**Task A:**
Retype the health care reform essay word for word, starting with "It’s all very" and going on through "to be? (Duh)".
**Task B:**
Write the next part of the health care reform essay, beginning right after its final sentence.
+++ Excerpted passage
The Tectonic Plates Are Shifting for Health Care
Shift happens. That’s what a lot of worried hospitals, physicians, insurers (and probably patients) are thinking as they contemplate the uncertainties of health care reform. It’s like we’re all going to reform school together. Recently I pointed out that clinging to the status quo was going to take the nation down a black hole of rising national debt, unaffordable premiums for individuals and small businesses, and an unsustainable world of hurt.
As physicians, we’re already feeling that in all the price controls being slapped on the practice of medicine by all public and private payers happened before reform passed. The SGRrrr debate about whether or not to cut physicians another 21 percent in Medicare is a poignant and decade-long example of that.
With its warts and all, the PPACA (Patient Protection and Affordable Care Act) forces us into an environment of forced change. I hear a lot of grousing about it, but it’s here and it’s not going away. There are quite a few things we don’t like in the bill; and quite a few needed elements not included, but things have to change to expand access, to increase overall quality, and to align increasing costs to more closely track GDP.
Even if we don’t yet know precisely how that needed change should manifest to best accomplish those things, we still need to get at it. Importantly, as reform progresses we also need to make sure that we protect health research, science and innovation, which are significant contributors to the health of the American economy we can’t afford to undermine.
It’s all very tricky, and as I've stated before, there will be winners and losers. My question to each of you is: Do you know which you want to be? (Duh)
Hospitals are scrambling faster than doctors at present to build networks and prepare for integration. Not suffering apparently from ‘mural dyslexia,’ hospitals see the ‘handwriting on the wall’ as a need to change their game to prevent their bottom line from being slashed. PricewaterhouseCoopers broadly advised hospitals this week to prepare to promote continuous quality improvement strategies or risk severe upcoming penalties. PWC said appropriate hospital admissions, hospital-acquired conditions and payments tied to value-based care will be three key areas of focus on to remain profitable for both public and private care.
Our own ACC cardiologist colleagues are already engrossed in a migration to hospital employment or contractual integration. Cardiologists are smart folks, and I do not see this as a migration of lemmings. But it may be an intermediary step leading toward different future structures. In California, for example, big news last week was that more than 20 major hospitals of Southern California have formed a foundation (with physician officers on the board) to bypass California’s “Corporate Bar on the Practice of Medicine” in order to create the equivalent of employed doctor networks. The Corporate Bar in California prevents hospitals from hiring doctors directly, so the new foundation model will hire doctors who will then exclusively contract with the organizing hospitals to provide care across the Los Angeles and Orange County region.
++++++
+++ Dataset records
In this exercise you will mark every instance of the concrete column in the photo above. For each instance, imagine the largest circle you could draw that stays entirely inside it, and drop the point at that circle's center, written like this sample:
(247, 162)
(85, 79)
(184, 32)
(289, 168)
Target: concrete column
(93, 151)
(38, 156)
++++++
**Answer box A:**
It’s all very tricky, and as I've stated before, there will be winners and losers. My question to each of you is: Do you know which you want to be? (Duh)

**Answer box B:**
Wall Street investors believe that some of these changes were bound to occur with or without the PPACA and health reform. Medical students are not graduating aspiring to enter private practices, and would clearly prefer to be employed in groups or networks that minimize on-call, handle the administrative hassles, produce the flow of patients they will treat, and offer more control of their lifestyles. Meanwhile, hospitals and insurance companies, according to Wall Street, need to consolidate to reduce administrative costs and improve efficiencies. Thus, physicians will also need to consolidate or network to effectively negotiate with consolidated hospitals and payers. Health reform is just going to speed these processes up. A lot of these kinds of changes already have occurred in other industries. All of us recognize that such dynamic changes always produce winners and losers.
Believe me, I recognize how difficult all this is to swallow for people out there who are taking care of patients, participating in reducing morbidity and mortality by 30 percent over the last decade, and working very, very hard to produce high-quality care now. You have to be asking, why do we have to endure this crazy process of massive change at the same time? There’s no easy answer. Change is tough, and unfortunately health care in this country, to be sustainable, has to change.
Hopefully we can make the changes necessary to ferret out the waste and ineffective aspects of the system and still produce the desired ongoing progress in science, quality, patient-centered clinical improvement and practice vitality. The risks really are enormous. The College has to be there as a partner with all of you as we go through these significant times of transition. But the opportunities are enormous as well.